§ **Problem details**
Everything from the line that contains "Target: brick house" through the last line of the listing must be copied exactly, with both of those lines included and no others.
___ The data
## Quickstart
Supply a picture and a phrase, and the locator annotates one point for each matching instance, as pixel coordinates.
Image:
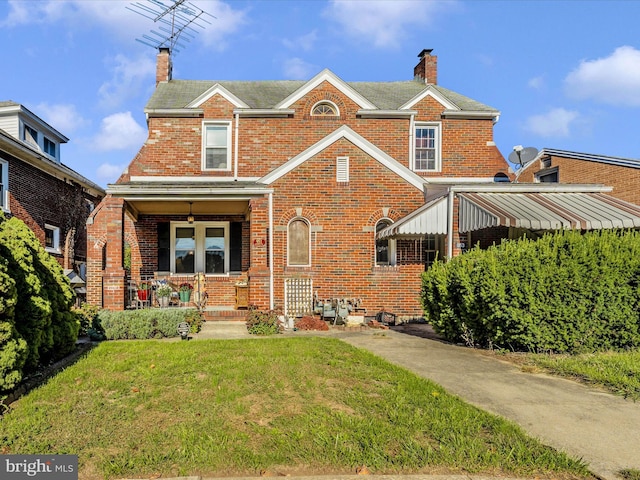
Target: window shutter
(235, 246)
(164, 247)
(342, 169)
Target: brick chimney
(163, 65)
(427, 70)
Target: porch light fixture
(190, 217)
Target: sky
(563, 74)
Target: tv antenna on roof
(522, 155)
(176, 19)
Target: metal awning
(429, 219)
(545, 211)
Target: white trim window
(427, 148)
(216, 142)
(4, 185)
(51, 238)
(200, 247)
(386, 247)
(299, 243)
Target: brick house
(561, 166)
(36, 187)
(353, 187)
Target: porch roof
(545, 211)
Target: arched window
(385, 248)
(298, 243)
(324, 109)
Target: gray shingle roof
(178, 94)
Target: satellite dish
(522, 155)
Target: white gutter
(235, 147)
(450, 225)
(271, 302)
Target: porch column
(259, 273)
(113, 276)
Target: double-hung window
(216, 146)
(427, 148)
(200, 247)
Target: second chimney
(163, 65)
(427, 70)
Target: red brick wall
(624, 180)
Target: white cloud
(385, 23)
(304, 42)
(613, 80)
(536, 83)
(119, 132)
(298, 69)
(555, 123)
(107, 172)
(63, 117)
(129, 77)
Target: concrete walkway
(601, 429)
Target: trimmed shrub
______
§ **Solution to the problem**
Target: brick house
(561, 166)
(36, 187)
(353, 187)
Target: porch roof
(545, 211)
Target: arched window
(385, 248)
(298, 243)
(324, 109)
Target: gray shingle roof
(178, 94)
Target: satellite dish
(522, 155)
Target: white gutter
(235, 147)
(450, 225)
(271, 302)
Target: porch column
(259, 273)
(113, 276)
Target: double-hung window
(216, 146)
(427, 148)
(200, 247)
Target: second chimney
(163, 65)
(427, 70)
Target: red brick wall
(624, 180)
Target: white cloud
(385, 23)
(304, 42)
(613, 80)
(536, 83)
(119, 132)
(298, 69)
(555, 123)
(107, 172)
(63, 117)
(129, 77)
Target: concrete walkway
(601, 429)
Target: trimmed shrub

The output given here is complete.